PROBLEM:
Copy the listing lines from the one containing "For every instance of the chain" through the one containing "x=1233 y=468", substituting "wire mesh fence" for "chain link fence" and keeping everything else the same.

***** GIVEN RECORDS

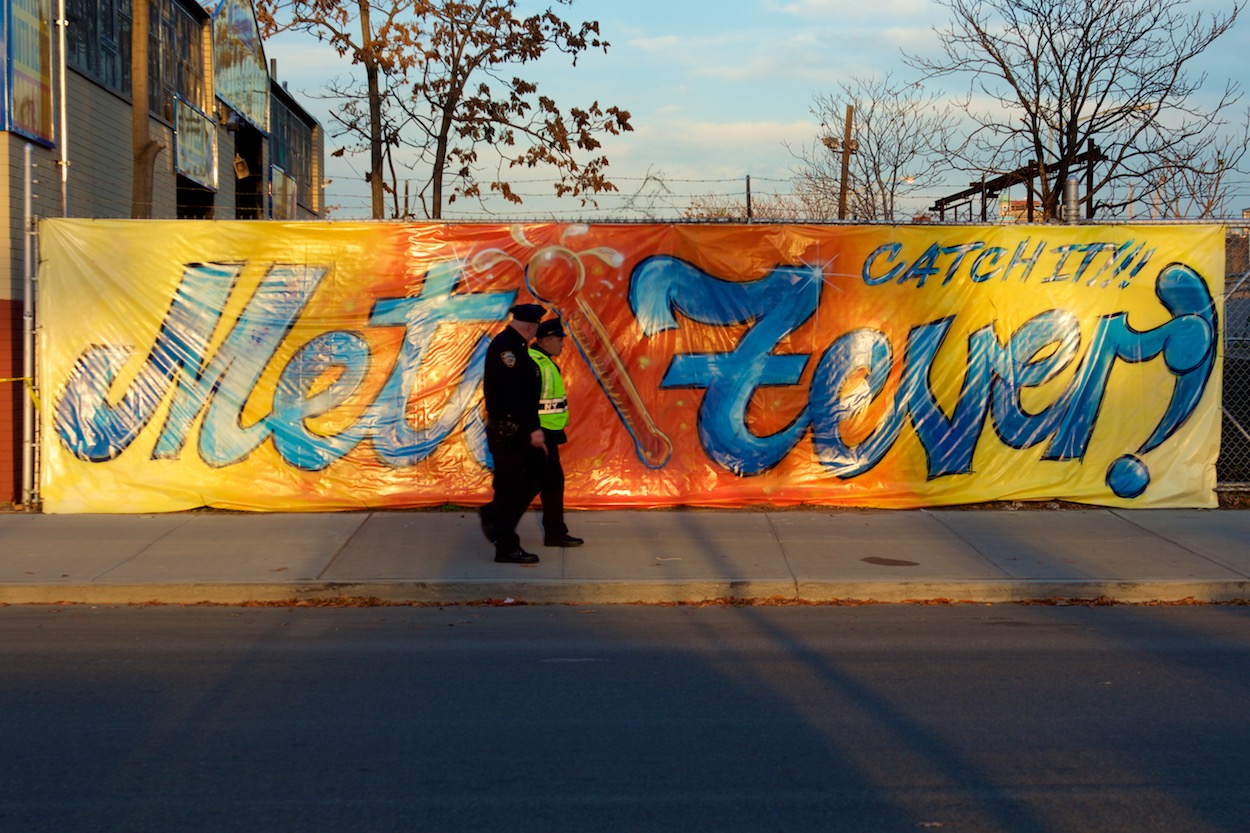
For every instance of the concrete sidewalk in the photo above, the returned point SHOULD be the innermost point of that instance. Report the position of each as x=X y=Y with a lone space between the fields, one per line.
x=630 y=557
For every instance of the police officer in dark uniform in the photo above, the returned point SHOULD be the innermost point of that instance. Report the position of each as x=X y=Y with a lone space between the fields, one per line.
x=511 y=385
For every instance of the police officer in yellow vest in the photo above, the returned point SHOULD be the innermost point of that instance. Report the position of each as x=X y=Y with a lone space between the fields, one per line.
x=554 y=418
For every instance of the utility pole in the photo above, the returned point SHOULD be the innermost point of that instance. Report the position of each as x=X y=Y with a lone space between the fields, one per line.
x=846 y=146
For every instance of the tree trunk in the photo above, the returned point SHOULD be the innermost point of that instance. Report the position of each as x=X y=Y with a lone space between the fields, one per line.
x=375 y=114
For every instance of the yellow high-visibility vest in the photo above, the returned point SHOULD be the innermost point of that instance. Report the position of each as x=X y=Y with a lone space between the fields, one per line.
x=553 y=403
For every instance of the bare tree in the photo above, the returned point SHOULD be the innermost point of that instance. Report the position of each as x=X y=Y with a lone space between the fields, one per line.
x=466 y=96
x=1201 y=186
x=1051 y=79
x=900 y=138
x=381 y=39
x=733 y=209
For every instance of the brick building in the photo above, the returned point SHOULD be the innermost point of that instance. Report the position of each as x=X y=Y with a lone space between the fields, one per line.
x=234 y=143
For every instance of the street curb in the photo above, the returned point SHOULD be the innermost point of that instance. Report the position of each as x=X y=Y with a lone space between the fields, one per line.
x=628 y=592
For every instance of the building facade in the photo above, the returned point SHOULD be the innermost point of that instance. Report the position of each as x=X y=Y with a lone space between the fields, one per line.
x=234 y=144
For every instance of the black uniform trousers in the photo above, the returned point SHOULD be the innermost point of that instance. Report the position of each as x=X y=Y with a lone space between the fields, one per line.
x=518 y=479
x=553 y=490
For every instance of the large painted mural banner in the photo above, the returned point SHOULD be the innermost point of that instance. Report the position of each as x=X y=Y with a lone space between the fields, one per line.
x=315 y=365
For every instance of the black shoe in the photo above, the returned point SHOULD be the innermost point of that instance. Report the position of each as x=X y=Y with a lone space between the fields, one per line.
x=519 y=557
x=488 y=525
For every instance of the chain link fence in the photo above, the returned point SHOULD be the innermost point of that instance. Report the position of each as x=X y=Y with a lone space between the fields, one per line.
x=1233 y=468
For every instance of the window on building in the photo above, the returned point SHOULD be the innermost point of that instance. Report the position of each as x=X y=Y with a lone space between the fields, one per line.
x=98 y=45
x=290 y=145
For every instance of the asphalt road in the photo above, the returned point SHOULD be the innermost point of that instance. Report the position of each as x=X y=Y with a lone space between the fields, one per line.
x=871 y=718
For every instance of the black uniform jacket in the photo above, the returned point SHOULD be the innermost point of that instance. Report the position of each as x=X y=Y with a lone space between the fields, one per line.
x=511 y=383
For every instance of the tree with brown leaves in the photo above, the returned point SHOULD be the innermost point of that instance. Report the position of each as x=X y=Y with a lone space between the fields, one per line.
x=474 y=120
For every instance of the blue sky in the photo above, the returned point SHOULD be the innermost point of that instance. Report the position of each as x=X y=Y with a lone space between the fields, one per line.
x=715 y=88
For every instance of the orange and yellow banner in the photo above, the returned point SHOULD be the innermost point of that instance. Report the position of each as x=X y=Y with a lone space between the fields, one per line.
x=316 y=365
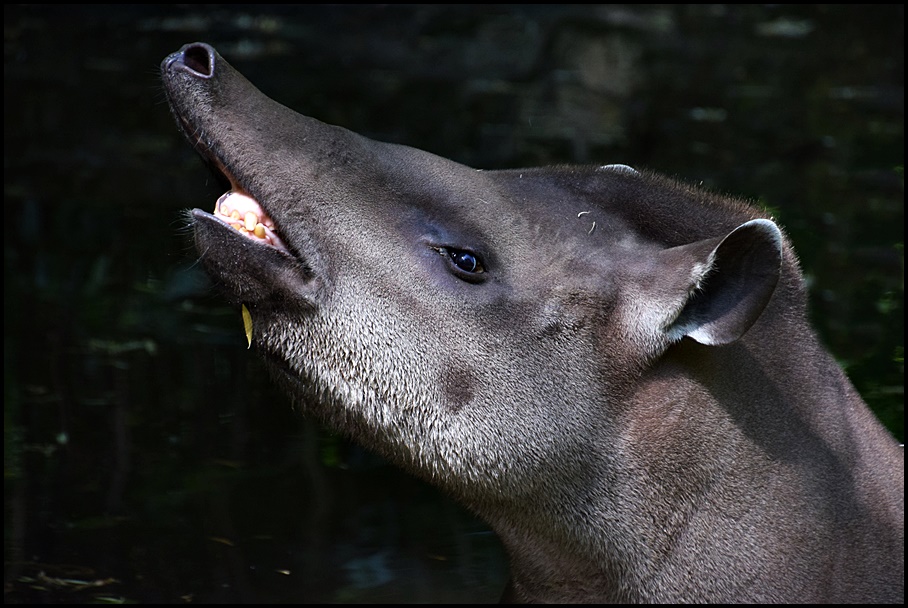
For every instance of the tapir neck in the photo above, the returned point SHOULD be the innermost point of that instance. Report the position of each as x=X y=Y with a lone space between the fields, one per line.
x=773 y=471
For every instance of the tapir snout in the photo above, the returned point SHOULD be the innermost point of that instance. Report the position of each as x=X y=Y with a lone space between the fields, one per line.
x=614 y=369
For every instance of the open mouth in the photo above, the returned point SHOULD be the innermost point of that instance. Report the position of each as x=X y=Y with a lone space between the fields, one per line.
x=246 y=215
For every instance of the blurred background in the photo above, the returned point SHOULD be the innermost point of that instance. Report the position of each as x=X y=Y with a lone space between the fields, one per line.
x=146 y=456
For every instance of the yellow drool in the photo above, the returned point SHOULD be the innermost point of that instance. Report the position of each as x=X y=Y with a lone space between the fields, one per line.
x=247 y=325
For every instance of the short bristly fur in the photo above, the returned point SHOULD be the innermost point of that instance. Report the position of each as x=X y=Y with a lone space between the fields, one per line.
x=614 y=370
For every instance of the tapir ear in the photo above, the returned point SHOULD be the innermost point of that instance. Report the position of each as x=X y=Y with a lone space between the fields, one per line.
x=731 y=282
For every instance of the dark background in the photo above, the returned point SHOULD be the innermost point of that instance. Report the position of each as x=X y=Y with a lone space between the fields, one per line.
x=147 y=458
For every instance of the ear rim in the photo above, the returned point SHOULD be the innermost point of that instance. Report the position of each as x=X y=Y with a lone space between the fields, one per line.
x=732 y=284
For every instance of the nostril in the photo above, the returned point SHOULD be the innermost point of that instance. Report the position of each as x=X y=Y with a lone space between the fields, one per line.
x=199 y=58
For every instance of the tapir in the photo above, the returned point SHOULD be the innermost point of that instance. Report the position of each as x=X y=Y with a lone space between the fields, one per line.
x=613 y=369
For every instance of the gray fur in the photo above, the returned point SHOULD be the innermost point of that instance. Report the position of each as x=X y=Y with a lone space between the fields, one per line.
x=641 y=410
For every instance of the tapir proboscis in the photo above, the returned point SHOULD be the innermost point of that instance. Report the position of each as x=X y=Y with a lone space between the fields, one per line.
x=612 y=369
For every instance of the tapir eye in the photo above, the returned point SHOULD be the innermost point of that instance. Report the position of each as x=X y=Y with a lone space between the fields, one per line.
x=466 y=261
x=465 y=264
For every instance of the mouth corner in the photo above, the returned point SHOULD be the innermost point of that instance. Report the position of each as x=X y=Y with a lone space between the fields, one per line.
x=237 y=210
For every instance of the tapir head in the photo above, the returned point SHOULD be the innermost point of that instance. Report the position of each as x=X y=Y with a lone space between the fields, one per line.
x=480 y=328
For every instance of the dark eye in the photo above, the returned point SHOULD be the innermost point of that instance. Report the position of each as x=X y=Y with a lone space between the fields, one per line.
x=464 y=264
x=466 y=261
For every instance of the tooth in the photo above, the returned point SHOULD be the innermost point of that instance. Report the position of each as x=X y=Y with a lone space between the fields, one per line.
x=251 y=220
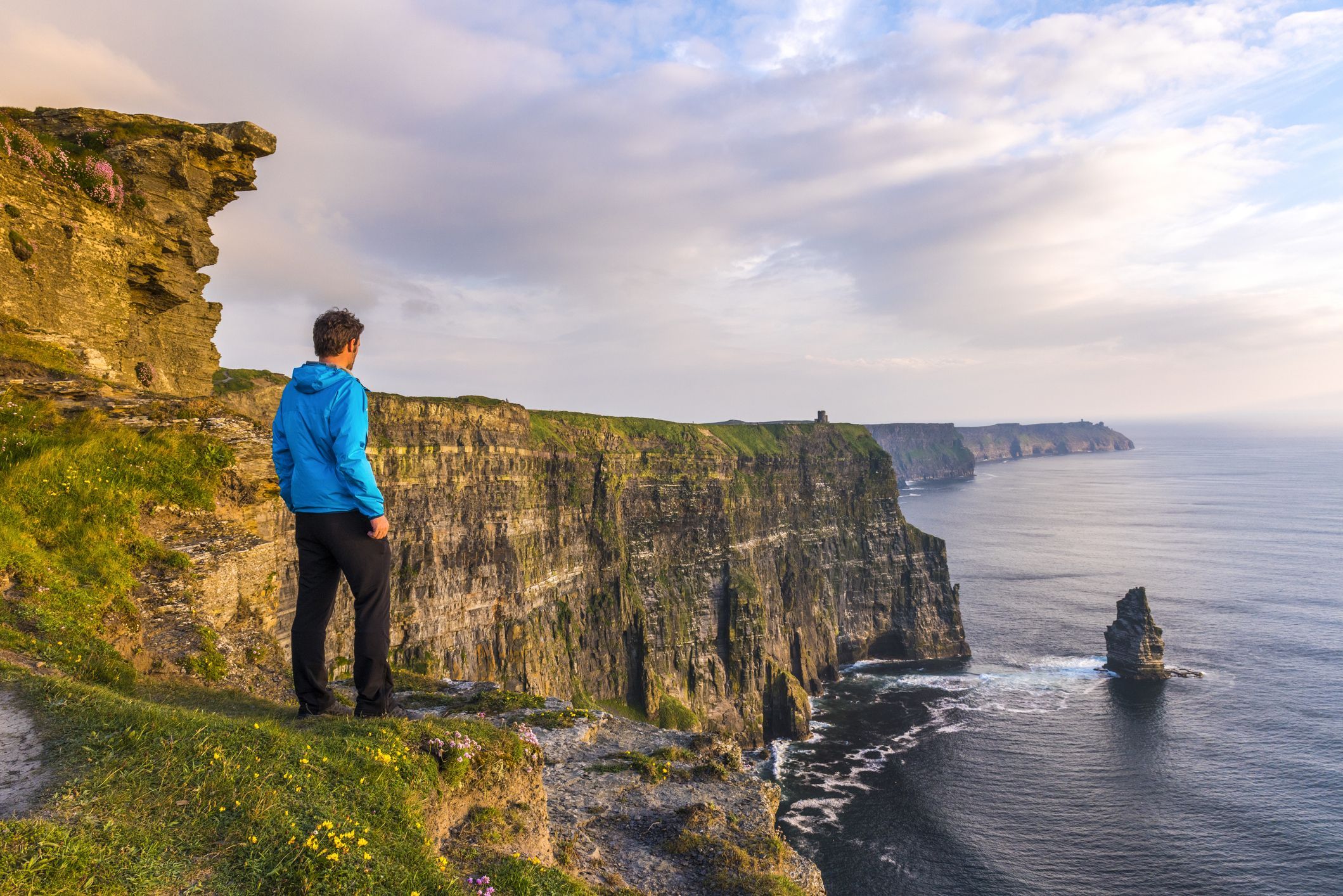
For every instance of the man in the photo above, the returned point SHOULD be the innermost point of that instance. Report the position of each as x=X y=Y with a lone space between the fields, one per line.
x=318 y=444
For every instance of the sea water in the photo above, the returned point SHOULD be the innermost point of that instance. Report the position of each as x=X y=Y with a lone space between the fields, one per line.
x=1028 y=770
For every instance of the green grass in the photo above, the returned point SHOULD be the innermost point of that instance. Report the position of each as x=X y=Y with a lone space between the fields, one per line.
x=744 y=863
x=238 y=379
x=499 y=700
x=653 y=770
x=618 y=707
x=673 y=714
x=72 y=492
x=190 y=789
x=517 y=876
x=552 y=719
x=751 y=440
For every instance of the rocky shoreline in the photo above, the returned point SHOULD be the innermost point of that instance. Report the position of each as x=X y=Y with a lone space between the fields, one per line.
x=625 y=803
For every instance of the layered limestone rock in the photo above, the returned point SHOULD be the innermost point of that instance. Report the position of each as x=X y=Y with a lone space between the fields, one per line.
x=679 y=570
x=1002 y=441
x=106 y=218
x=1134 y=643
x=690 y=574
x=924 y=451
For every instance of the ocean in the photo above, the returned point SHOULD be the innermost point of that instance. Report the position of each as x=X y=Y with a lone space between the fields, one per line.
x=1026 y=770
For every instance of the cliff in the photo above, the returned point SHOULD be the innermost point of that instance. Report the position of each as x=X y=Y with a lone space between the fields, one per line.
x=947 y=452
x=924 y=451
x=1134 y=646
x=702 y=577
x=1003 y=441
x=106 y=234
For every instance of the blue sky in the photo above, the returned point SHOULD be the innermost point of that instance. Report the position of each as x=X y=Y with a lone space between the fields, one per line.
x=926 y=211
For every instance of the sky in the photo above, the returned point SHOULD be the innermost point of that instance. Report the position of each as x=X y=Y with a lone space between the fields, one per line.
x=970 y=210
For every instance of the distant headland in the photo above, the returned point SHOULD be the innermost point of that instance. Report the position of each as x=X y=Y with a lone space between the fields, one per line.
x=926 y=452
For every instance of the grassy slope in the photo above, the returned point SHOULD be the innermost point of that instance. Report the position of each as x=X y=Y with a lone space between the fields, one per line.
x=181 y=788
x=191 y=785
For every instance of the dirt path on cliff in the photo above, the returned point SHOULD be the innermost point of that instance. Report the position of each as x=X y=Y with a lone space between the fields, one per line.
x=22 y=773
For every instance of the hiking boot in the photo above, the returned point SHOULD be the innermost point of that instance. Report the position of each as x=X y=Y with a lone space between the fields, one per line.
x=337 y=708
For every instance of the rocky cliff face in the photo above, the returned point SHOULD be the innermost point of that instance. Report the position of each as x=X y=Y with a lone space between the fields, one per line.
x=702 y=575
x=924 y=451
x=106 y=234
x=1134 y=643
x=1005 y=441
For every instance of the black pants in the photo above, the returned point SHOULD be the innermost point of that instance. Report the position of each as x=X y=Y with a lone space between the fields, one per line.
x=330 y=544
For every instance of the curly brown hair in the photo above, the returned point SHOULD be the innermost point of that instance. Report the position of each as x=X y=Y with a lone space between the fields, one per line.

**********

ANSWER TO THE TASK:
For every instance of the wire mesh fence in the photo above, the returned point SHOULD be the innermost point of that instance. Report the position of each as x=X y=Y with a lone space between the fields, one per line.
x=1233 y=468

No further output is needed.